WHAT YOU WILL DO =>
In the Church Point passage below, what happens to a French Immersion student at Université Sainte-Anne after a third warning for speaking English?

EXERCISE PASSAGE =>
Church Point continues to constitute part of a thriving Acadian French linguistic presence in Nova Scotia. Today it is on the "Evangeline Trail."

=== Université Sainte-Anne ===
Church Point is home to Université Sainte-Anne, the only French language university in Nova Scotia. Approximately 500 students study there. It was founded on September 1, 1890, by Gustave Blanche, a Eudist Father. The university was named after Saint Anne, the mother of the Virgin Mary. Sainte-Anne is known for its French Immersion programs. The program is very strict about using immersion to learn the French language. At the official opening of the session, the student is asked to sign a pledge agreeing to speak French at all times during the program. As soon as the pledge is signed, the use of French is mandatory at all times. If a student is caught speaking English they will receive a warning. The third warning results in expulsion from the program, without a refund.

Also on the university campus houses the local arena and the home of the Clare Acadiens hockey association.

DATA EXTRACTS =>

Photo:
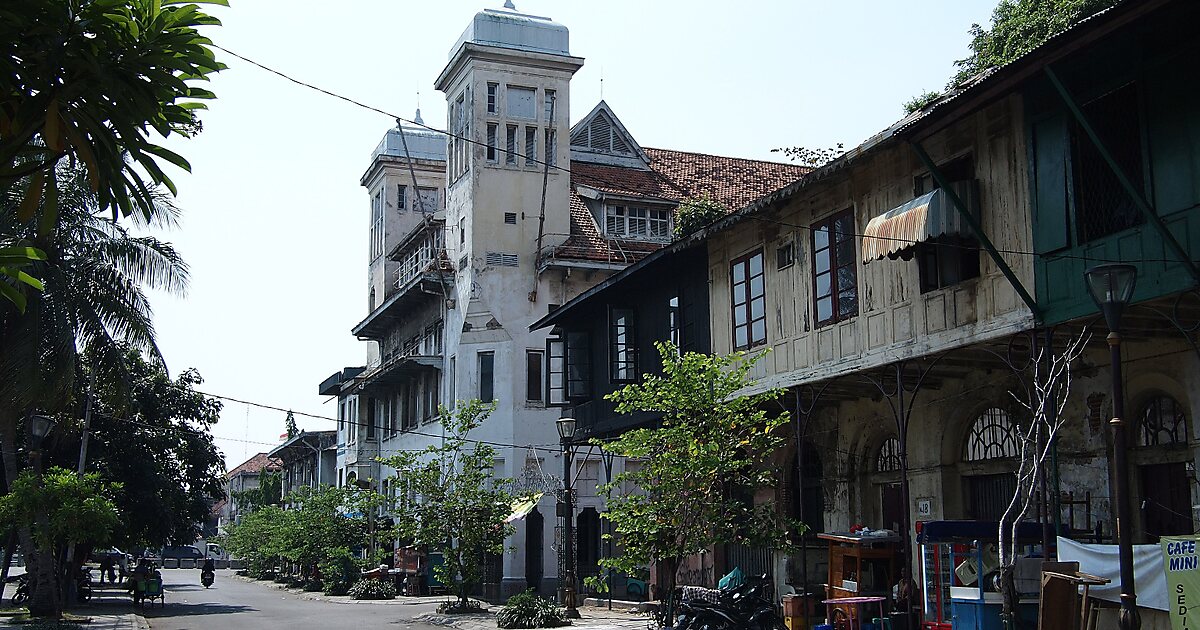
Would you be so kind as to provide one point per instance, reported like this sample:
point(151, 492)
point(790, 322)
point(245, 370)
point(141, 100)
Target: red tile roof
point(675, 175)
point(256, 465)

SOLUTION BELOW =>
The student is expelled from the program without a refund.